• Kurze Aufgabe 1:
Was verkauft die Schwesterfirma Shaper laut dem Interview unten zusätzlich zu CNC-Fräsen?

• Vorliegender Text:
____________

Markus: Wir haben unter anderem ein Pilotprojekt für Refurbished-Produkte gestartet – unsere Werkzeuge halten lange, aber viele wollen lieber regelmäßig das neuste Gerät. Wir kaufen gebrauchte Produkte zurück und hauchen ihnen ein neues Leben ein:  Nach dem Austausch von Verschleisskomponenten und der anschließenden Funktionsüberprüfung verkaufen wir sie wieder mit Garantie. Das schont die Umwelt und bietet ausgezeichnete Werkzeuge für den schmalen Geldbeutel. Ein zweites Beispiel: Unsere Schwesterfirma Shaper verkauft CNC-Fräsen – und zusätzlich CAD-Daten für Möbel, Software-Features im Abo-Modell und passende Apps. Da ist das Geschäftsmodell viel breiter aufgestellt.

 

Alexandra: Das bedeutet, dass Veränderungen und der Umgang damit seit jeher zu eurem Job dazugehören. Trotzdem höre ich aus dem, was ihr beschreibt, dass der Gestaltungsraum kleiner wird. Wie geht ihr damit um? Habt ihr noch Freiraum für neue Geschäftsmodelle? Wie disruptiv können die Ideen und Lösungen noch sein?

 

Torsten: Aktuell fokussieren wir uns auf Prozess- und Produktinnovationen. Neue Geschäftsbereiche aufzubauen ist finanziell riskant – und das Geld brauchen wir gerade anderswo.

Sigrid: Bei uns entstehen aktuell viele Produkte, für die es noch gar keinen Markt gibt. Das ist herausfordernd, gerade im B2B-Umfeld. Im Bereich Geschäftsmodellinnovation schieben wir manche Themen vor uns her, weil sie nicht akut entscheidend sind. Aber wir wissen: Es muss sich langfristig etwas ändern.

 

Alexandra: Wir haben es jetzt schon mehrfach angesprochen: Es gibt derzeit einige Transformationen, die auf uns einwirken. Was sind aus eurer Sicht die stärksten Einflussfaktoren auf das Innovationsmanagement?

 

Markus: Ich würde sagen die Globalisierung. Früher dachten wir: Global heißt nur, dass wir neue Märkte erreichen. Heute heißt es auch: Neue Technologien und Wettbewerberkommen in unsere Märkte. Gleichzeitig entstehen Netzwerke, durch die wir von anderen lernen können – z. B. durch bwcon. Bei der gestiegenen Geschwindigkeit von Informationen muss man am Ball bleiben.

Torsten: … das sehe ich auch so. Neben Globalisierung ist Nachhaltigkeit ein Riesenthema. Vor fünf Jahren hatte ich das nicht so auf dem Radar – heute ist es zentral. Es entstehen neue Stellen, Taxonomien, Kooperationsbedarfe … das verändert auch die Innovationsarbeit stark.

Sigrid: Ich sehe auch Themen wie den AI Act oder die Forschungsförderung als starke Einflussfaktoren. Und generell: Innovationsmanagement verändert sich je nach Unternehmensphase, Markt und Technologie. Es ist ein dauerhafter Anpassungsprozess.

 

Antonia: Stichwort Globalisierung und weltweite Märkte: Was könnten wir uns in Deutschland oder speziell im Südwesten vom internationalen Innovationsumfeld abschauen? Was bringt nicht nur Druck und Risiko, sondern auch Inspiration in unser Ökosystem?

____________

• Bereitgestellte Daten:
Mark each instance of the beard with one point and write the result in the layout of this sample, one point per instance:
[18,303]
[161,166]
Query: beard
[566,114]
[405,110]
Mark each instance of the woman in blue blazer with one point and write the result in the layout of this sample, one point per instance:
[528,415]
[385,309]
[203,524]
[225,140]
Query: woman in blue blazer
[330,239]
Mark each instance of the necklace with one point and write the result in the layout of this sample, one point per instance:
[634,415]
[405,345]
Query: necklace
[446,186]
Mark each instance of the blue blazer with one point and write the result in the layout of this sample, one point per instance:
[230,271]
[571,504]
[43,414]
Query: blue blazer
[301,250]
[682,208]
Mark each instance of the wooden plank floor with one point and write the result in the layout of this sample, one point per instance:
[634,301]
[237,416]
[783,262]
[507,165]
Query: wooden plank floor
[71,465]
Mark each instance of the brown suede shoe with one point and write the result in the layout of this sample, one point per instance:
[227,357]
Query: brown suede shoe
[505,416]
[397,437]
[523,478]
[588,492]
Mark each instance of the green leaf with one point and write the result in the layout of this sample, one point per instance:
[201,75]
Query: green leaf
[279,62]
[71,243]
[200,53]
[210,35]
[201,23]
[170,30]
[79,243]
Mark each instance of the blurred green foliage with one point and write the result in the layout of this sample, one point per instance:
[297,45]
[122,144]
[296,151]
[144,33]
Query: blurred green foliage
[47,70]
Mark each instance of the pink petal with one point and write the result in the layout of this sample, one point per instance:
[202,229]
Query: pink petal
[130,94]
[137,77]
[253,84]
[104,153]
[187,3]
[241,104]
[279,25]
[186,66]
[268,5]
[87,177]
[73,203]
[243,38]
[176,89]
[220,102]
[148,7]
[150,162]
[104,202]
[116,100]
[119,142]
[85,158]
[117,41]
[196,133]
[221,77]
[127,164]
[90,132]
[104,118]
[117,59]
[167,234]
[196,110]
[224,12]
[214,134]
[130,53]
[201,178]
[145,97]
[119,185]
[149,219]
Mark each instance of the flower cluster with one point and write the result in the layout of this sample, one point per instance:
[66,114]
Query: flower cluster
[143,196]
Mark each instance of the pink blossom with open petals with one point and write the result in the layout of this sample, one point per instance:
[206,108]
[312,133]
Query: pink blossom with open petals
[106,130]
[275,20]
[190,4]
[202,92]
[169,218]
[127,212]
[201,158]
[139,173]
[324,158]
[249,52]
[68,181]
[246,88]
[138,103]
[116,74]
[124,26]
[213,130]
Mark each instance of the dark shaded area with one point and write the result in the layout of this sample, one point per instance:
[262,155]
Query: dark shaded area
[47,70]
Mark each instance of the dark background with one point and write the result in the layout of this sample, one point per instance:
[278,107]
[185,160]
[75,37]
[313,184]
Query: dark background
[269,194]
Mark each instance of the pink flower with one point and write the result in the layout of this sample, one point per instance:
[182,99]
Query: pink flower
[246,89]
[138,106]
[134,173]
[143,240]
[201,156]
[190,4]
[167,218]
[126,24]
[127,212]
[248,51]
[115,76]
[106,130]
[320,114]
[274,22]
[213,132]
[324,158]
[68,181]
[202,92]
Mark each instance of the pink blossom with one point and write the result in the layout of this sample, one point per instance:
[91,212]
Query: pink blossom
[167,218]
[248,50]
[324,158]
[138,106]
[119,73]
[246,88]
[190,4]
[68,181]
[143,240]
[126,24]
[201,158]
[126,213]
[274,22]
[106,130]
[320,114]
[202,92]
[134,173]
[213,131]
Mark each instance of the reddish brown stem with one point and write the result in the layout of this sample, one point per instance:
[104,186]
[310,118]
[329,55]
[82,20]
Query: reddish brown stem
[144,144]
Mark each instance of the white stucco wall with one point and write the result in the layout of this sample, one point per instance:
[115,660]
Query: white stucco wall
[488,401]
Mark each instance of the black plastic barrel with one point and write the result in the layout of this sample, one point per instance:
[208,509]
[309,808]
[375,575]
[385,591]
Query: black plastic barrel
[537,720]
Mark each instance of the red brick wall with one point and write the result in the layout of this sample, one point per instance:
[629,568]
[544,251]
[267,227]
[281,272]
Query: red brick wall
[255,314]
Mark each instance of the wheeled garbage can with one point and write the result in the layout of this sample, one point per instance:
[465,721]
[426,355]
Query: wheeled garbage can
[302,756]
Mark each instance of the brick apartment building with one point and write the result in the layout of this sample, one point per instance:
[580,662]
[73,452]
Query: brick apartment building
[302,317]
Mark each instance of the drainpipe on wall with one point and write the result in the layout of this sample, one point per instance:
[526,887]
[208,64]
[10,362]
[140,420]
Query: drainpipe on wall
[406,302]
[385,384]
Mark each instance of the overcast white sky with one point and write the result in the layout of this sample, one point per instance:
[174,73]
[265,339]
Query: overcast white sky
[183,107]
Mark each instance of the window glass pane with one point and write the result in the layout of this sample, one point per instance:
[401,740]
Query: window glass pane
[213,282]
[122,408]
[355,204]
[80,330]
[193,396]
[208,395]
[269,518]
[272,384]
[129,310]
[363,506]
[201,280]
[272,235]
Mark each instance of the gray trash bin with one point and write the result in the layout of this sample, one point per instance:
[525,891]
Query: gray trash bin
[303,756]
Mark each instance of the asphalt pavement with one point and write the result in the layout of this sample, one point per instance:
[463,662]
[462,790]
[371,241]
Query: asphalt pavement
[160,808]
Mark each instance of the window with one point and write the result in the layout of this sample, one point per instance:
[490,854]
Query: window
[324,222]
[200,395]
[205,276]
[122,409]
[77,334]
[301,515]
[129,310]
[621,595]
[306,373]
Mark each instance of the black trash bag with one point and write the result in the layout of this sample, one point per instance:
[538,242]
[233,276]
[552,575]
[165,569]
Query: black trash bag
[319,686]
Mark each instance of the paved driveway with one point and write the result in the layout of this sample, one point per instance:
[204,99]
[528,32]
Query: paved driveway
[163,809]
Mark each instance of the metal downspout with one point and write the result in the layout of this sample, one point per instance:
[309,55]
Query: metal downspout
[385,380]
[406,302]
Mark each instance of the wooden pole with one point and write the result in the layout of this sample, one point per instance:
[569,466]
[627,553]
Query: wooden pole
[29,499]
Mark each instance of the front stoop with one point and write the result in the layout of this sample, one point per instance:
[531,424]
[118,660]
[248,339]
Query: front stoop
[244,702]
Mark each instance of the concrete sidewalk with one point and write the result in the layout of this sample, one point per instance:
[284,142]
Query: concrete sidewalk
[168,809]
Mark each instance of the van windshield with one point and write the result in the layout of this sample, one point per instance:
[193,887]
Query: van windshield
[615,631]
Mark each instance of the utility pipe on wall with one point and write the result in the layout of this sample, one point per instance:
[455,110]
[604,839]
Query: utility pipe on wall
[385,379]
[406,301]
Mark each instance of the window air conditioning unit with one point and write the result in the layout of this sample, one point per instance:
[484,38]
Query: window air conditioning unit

____________

• Kurze Aufgabe 2:
Formatiere die Zeilen der Datensätze von der Zeile mit "Mark each instance of the utility" bis zum Ende der Datensätze als JSON-Liste von Strings, eine Zeile pro String, beide Enden eingeschlossen. Leerzeilen lässt du weg.

• Vollständige Antwort 1:
CAD-Daten für Möbel, Software-Features im Abo-Modell und passende Apps.

• Vollständige Antwort 2:
[
  "Mark each instance of the utility pipe on wall with one point and write the result in the layout of this sample, one point per instance:",
  "[455,110]",
  "[604,839]",
  "Query: utility pipe on wall",
  "[385,379]",
  "[406,301]",
  "Mark each instance of the window air conditioning unit with one point and write the result in the layout of this sample, one point per instance:",
  "[484,38]",
  "Query: window air conditioning unit"
]